::: SOURCE DATA :::

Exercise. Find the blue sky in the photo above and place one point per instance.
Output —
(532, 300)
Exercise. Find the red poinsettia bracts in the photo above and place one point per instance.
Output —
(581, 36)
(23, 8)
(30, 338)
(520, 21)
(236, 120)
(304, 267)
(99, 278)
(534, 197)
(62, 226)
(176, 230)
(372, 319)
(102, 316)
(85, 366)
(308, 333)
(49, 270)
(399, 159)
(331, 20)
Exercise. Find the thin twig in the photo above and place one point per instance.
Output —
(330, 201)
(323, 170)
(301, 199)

:::
::: SOURCE DATA :::

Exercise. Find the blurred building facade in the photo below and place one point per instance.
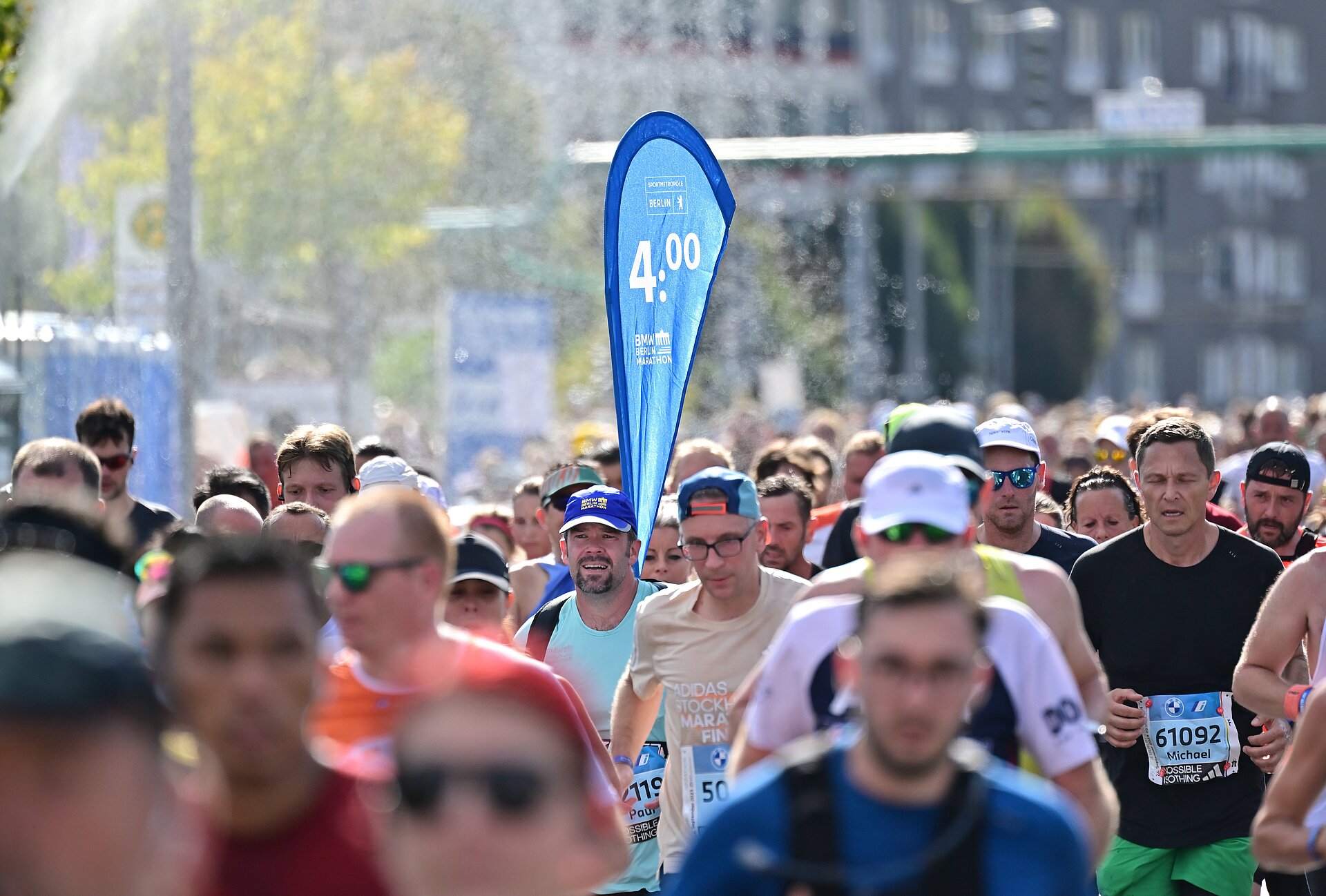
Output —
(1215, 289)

:::

| YOUR GOAL |
Tally the lines above containing "Exercise". Answer with the count only.

| RESPONSE AREA |
4